Source passage:
┌────────

By Joe Gorman
The judge assigned in 2010 to hear the death-penalty case against two men charged with murdering a real- estate agent has asked to be taken off.
In a judgment entry filed in Mahoning County Common Pleas Court late Friday, Judge James C. Evans said that he was recusing himself from hearing the case against Robert Brooks and Grant Cooper for the Sept. 25, 2010, death of 67-year-old Vivian Martin.
In his entry, Judge Evans asked for a visiting judge to be appointed to hear the case.
Judge Lou A. D’Apolito, the administrative judge for the common pleas court, would have to approve the judgment entry and appoint another judge.
But Judge D’Apolito said Wednesday that he cannot rule on the entry because under the rules of the court, a reason or cause must be given for a recusal, and no reason or cause was given. He said he hopes to receive a revised entry from Judge Evans soon, perhaps today.
The entry was time-stamped at 4:23 p.m. Friday, just a couple of hours after a Vindicator reporter asked Judge Evans questions about the case for a story in Sunday’s newspaper. Judge Evans did not say at the time he was thinking of recusing himself.

└────────

Input data:

┌────────

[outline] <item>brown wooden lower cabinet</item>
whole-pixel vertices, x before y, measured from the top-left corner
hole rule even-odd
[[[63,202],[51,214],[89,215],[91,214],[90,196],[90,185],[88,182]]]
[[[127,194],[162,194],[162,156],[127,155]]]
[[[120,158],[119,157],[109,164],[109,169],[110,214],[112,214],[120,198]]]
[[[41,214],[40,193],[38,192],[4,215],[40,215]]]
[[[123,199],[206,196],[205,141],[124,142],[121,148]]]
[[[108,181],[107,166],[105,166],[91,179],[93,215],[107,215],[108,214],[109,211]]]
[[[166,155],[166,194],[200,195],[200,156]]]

└────────

Activities:
1. In the recusal article, why can't Judge D'Apolito rule on Judge Evans's entry? Answer in one to three sentences.
2. Pick up the recusal article after its last sentence and keep it going.
The material plays no part in this work.

Answers given:
1. Under the court's rules, a recusal has to come with a reason or cause. Judge Evans's entry gave none, so Judge D'Apolito can't rule on it until he gets a revised entry.

2.
He did say that one of the reasons for the delay in the case was the acquisition of military records defense attorneys had requested for their clients that would be needed, should jurors find they are eligible for the death penalty. Those records would be used during the mitigation phase of the case, should it go to trial.
Judge Evans would not comment further on the case at that time.
Family and friends of Martin have expressed frustration about delays in the case. Davida Brown, a daughter of Martin, said Wednesday she wanted to reserve comment until it is determined if the recusal will be allowed and if another judge is appointed.
Judge D’Apolito said he did not want to comment on how another judge would be appointed until he gets a revised entry stating or clarifying why a recusal is being sought.
Martin, a cancer survivor and owner of Essence Realty, was found in a burning home in the 3600 block of Nelson Avenue on Sept. 20, 2010. Arrested a few days later were Brooks, 29, and Cooper, 25. They are charged with aggravated murder and aggravated robbery and could face the death penalty if convicted.
Police said the pair lured Martin to the home to rob her, then killed her and set the home on fire to cover up the crime.
They were both indicted Oct. 13, 2010.
In Cooper’s case, court records show 43 events scheduled since his Oct. 10, 2010, arraignment, with 20 of those events taking place and 12 continued. A motion to suppress evidence, filed by prosecutors, took place Jan. 18, 2012, then was continued five times. Records show the last scheduled hearing on the motion to suppress was continued Feb. 7, 2013.
For Brooks, court records show 41 events scheduled since his arraignment, with 15 of those held and seven continued. Records do not list a designation for the other events scheduled.